• [Required action]: Line by line, return the data exactly as shown.

(Beginning of Records shown)

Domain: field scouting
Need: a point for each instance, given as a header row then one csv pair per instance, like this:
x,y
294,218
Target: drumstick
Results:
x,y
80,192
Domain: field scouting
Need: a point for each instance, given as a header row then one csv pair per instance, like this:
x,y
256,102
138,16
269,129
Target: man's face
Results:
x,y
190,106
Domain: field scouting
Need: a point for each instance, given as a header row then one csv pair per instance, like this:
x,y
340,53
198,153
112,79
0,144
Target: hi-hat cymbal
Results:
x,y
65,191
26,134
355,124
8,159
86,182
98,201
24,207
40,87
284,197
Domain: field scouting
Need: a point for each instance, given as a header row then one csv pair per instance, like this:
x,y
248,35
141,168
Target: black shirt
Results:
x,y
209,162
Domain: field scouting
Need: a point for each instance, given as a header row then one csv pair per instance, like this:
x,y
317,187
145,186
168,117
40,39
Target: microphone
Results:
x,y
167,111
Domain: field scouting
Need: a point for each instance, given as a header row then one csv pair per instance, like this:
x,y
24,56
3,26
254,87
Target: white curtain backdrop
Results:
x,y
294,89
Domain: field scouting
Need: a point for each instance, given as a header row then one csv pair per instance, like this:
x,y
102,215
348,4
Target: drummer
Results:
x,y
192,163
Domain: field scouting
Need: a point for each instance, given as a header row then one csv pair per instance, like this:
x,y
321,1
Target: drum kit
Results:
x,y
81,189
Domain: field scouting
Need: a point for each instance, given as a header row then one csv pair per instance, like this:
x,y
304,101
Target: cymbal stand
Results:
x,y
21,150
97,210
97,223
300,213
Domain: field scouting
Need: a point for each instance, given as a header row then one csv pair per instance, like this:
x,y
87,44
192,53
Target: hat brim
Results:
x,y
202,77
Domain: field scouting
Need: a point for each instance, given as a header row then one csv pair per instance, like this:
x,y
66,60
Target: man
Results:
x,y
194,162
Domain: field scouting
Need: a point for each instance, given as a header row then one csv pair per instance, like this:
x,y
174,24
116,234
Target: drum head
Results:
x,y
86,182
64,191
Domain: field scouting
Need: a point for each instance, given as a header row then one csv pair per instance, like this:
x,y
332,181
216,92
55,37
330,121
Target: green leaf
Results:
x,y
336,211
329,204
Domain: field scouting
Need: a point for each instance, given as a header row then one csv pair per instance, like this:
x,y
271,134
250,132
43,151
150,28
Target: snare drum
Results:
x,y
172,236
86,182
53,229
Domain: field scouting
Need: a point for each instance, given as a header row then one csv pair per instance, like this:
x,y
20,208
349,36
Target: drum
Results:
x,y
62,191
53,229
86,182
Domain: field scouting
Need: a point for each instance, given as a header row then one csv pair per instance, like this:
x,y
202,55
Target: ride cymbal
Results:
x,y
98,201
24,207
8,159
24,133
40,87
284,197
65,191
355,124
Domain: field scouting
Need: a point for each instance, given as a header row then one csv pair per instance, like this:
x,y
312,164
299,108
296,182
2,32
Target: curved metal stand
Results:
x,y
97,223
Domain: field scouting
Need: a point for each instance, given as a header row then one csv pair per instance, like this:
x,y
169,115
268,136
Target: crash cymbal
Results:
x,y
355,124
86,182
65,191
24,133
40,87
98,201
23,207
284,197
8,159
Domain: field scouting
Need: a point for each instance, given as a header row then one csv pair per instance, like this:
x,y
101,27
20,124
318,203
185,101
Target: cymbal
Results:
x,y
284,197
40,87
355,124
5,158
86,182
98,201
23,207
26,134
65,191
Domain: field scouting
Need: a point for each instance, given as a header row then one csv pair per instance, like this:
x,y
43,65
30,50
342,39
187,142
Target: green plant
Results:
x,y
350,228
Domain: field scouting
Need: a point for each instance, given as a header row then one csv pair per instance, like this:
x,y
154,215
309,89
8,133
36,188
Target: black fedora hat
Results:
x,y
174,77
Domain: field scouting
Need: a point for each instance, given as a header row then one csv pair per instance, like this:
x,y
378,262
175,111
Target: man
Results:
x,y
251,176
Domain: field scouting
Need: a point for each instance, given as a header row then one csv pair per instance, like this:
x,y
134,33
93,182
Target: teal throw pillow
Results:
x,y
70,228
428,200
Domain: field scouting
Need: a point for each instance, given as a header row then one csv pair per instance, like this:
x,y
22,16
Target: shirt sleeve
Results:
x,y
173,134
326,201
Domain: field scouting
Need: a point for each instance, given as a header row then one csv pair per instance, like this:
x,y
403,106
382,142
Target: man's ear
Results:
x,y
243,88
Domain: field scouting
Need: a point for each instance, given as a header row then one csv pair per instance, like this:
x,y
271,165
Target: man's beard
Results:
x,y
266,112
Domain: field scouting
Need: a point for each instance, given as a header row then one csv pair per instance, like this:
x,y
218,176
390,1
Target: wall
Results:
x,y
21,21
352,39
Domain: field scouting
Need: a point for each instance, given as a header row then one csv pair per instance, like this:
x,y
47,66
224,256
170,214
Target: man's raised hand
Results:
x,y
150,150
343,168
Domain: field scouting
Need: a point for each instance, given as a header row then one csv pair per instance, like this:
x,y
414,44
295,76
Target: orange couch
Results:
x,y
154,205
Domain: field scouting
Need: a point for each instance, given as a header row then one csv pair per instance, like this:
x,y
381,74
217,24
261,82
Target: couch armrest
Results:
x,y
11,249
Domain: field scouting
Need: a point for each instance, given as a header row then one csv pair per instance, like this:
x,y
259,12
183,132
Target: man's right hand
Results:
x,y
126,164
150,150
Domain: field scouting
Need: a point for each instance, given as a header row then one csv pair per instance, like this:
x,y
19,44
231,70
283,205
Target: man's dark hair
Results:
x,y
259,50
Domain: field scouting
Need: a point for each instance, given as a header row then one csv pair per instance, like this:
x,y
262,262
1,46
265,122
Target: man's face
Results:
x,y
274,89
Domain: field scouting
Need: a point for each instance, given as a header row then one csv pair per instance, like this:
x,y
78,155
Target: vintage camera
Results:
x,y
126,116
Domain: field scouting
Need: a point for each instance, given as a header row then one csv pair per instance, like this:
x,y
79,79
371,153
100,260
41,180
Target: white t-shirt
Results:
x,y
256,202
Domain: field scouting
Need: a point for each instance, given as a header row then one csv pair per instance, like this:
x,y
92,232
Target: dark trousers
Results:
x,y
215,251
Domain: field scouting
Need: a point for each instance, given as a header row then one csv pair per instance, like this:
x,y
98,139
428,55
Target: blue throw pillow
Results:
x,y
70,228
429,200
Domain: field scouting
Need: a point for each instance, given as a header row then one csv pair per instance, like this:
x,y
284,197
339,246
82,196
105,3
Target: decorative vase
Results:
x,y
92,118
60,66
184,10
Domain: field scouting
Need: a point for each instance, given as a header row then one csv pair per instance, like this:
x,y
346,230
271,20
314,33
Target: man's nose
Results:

(End of Records shown)

• [Exercise output]:
Domain: field scouting
Need: a point for each instance, given as a header row then one csv pair per instance, like this:
x,y
294,218
Target: drumstick
Results:
x,y
80,192
Domain: field scouting
Need: a point for each instance, given as a header row then one csv pair per instance, like this:
x,y
256,102
138,16
269,129
Target: man's face
Results:
x,y
190,106
Domain: field scouting
Need: a point for each instance, given as a header row then one csv pair per instance, like this:
x,y
340,53
198,153
112,79
0,144
Target: hi-hat cymbal
Results:
x,y
65,191
26,134
355,124
8,159
86,182
98,201
24,207
40,87
284,197
Domain: field scouting
Need: a point for each instance, given as a header row then one csv pair per instance, like this:
x,y
248,35
141,168
Target: black shirt
Results:
x,y
209,162
Domain: field scouting
Need: a point for each instance, given as a header row then one csv pair per instance, like this:
x,y
317,187
145,186
168,117
40,39
Target: microphone
Results:
x,y
167,111
Domain: field scouting
Need: a point for each instance, given as a header row then one csv pair per instance, like this:
x,y
24,56
3,26
254,87
Target: white curtain backdrop
Results:
x,y
294,89
Domain: field scouting
Need: a point for each instance, given as a header row then one csv pair per instance, like this:
x,y
102,215
348,4
Target: drummer
Results:
x,y
192,163
Domain: field scouting
Need: a point for each instance, given as a header row then one csv pair per instance, like this:
x,y
321,1
Target: drum kit
Results:
x,y
81,189
Domain: field scouting
Need: a point for each instance, given as a header row then one csv pair per instance, like this:
x,y
304,101
Target: cymbal stand
Results:
x,y
21,150
97,210
97,223
300,213
Domain: field scouting
Need: a point for each instance, given as a header row then one csv pair per instance, like this:
x,y
87,44
192,53
Target: hat brim
Results:
x,y
202,77
Domain: field scouting
Need: a point for each instance, given as a header row then one csv pair per instance, like this:
x,y
66,60
Target: man
Results:
x,y
194,162
Domain: field scouting
Need: a point for each instance, given as a header row then one csv pair per instance, like this:
x,y
174,24
116,234
Target: drum head
Results:
x,y
86,182
64,191
Domain: field scouting
Need: a point for each instance, given as a header row then one csv pair per instance, like this:
x,y
332,181
216,92
55,37
330,121
Target: green leaf
Results:
x,y
336,211
329,204
Domain: field scouting
Need: a point for each instance, given as a header row then one csv pair per instance, like this:
x,y
271,134
250,132
43,151
150,28
Target: snare drum
Results:
x,y
172,236
86,182
53,229
Domain: field scouting
Need: a point for each instance, given as a header row then one csv pair per instance, like this:
x,y
20,208
349,36
Target: drum
Results:
x,y
62,191
53,229
86,182
Domain: field scouting
Need: a point for each instance, given as a header row then one csv pair per instance, like this:
x,y
202,55
Target: ride cymbal
Results:
x,y
98,201
24,207
8,159
24,133
40,87
284,197
65,191
355,124
Domain: field scouting
Need: a point for each instance, given as a header row then one csv pair per instance, like this:
x,y
312,164
299,108
296,182
2,32
Target: curved metal stand
Results:
x,y
97,223
Domain: field scouting
Need: a point for each instance, given as a header row then one csv pair per instance, like this:
x,y
169,115
268,136
Target: crash cymbal
Results:
x,y
355,124
86,182
65,191
24,133
40,87
98,201
23,207
284,197
8,159
Domain: field scouting
Need: a point for each instance, given as a header row then one csv pair per instance, like this:
x,y
101,27
20,124
318,203
185,101
Target: cymbal
Results:
x,y
284,197
40,87
355,124
5,158
86,182
98,201
23,207
26,134
65,191
Domain: field scouting
Need: a point for each instance, given as a header row then one csv pair per instance, like this:
x,y
43,65
30,50
342,39
187,142
Target: green plant
Results:
x,y
350,228
Domain: field scouting
Need: a point for each instance, given as a header row then one csv pair per instance, like this:
x,y
154,215
309,89
8,133
36,188
Target: black fedora hat
Results:
x,y
174,77
Domain: field scouting
Need: a point for each instance, given as a header row then one csv pair per instance, like this:
x,y
378,262
175,111
Target: man
Results:
x,y
251,176
Domain: field scouting
Need: a point for each instance, given as a header row then one csv pair per instance, like this:
x,y
134,33
93,182
Target: teal throw pillow
Results:
x,y
70,228
428,200
Domain: field scouting
Need: a point for each instance, given as a header row then one csv pair per instance, like this:
x,y
22,16
Target: shirt sleeve
Results:
x,y
173,134
326,201
Domain: field scouting
Need: a point for each instance, given as a header row then one csv pair per instance, like this:
x,y
403,106
382,142
Target: man's ear
Results:
x,y
243,88
Domain: field scouting
Need: a point for each instance, given as a header row then one csv pair per instance, like this:
x,y
271,165
Target: man's beard
Results:
x,y
266,112
Domain: field scouting
Need: a point for each instance, given as a header row then one csv pair per instance, like this:
x,y
218,176
390,1
Target: wall
Results:
x,y
21,21
352,39
Domain: field scouting
Need: a point for each instance, given as a header row then one csv pair per instance, like this:
x,y
47,66
224,256
170,214
Target: man's raised hand
Results:
x,y
150,150
343,168
Domain: field scouting
Need: a point for each instance, given as a header row then one csv pair per instance, like this:
x,y
414,44
295,76
Target: orange couch
Results:
x,y
154,205
Domain: field scouting
Need: a point for each instance, given as a header row then one csv pair per instance, like this:
x,y
381,74
217,24
261,82
Target: couch armrest
Results:
x,y
11,249
Domain: field scouting
Need: a point for each instance, given as a header row then one csv pair per instance, like this:
x,y
259,12
183,132
Target: man's right hand
Results:
x,y
126,164
150,150
Domain: field scouting
Need: a point for each instance, given as a header row then one csv pair per instance, like this:
x,y
19,44
231,70
283,205
Target: man's dark hair
Results:
x,y
259,50
Domain: field scouting
Need: a point for each instance, given as a header row then one csv pair per instance, like this:
x,y
262,262
1,46
265,122
Target: man's face
Results:
x,y
274,89
Domain: field scouting
Need: a point for each instance, given as a header row then one csv pair per instance, like this:
x,y
78,155
Target: vintage camera
Results:
x,y
126,116
Domain: field scouting
Need: a point for each instance, given as a header row then one csv pair per instance, like this:
x,y
79,79
371,153
100,260
41,180
Target: white t-shirt
Results:
x,y
256,202
Domain: field scouting
Need: a point for each instance, given as a header row then one csv pair per instance, like this:
x,y
92,232
Target: dark trousers
Results:
x,y
215,251
Domain: field scouting
Need: a point for each instance, given as a header row then one csv pair per instance, like this:
x,y
98,139
428,55
Target: blue throw pillow
Results:
x,y
70,228
429,200
Domain: field scouting
Need: a point for each instance, given as a header row then one csv pair per instance, like this:
x,y
284,197
339,246
82,196
105,3
Target: decorative vase
Results:
x,y
92,118
60,66
184,10
Domain: field scouting
Need: a point for each instance, given as a header row then one csv pair per instance, like this:
x,y
346,230
271,20
314,33
Target: man's nose
Results:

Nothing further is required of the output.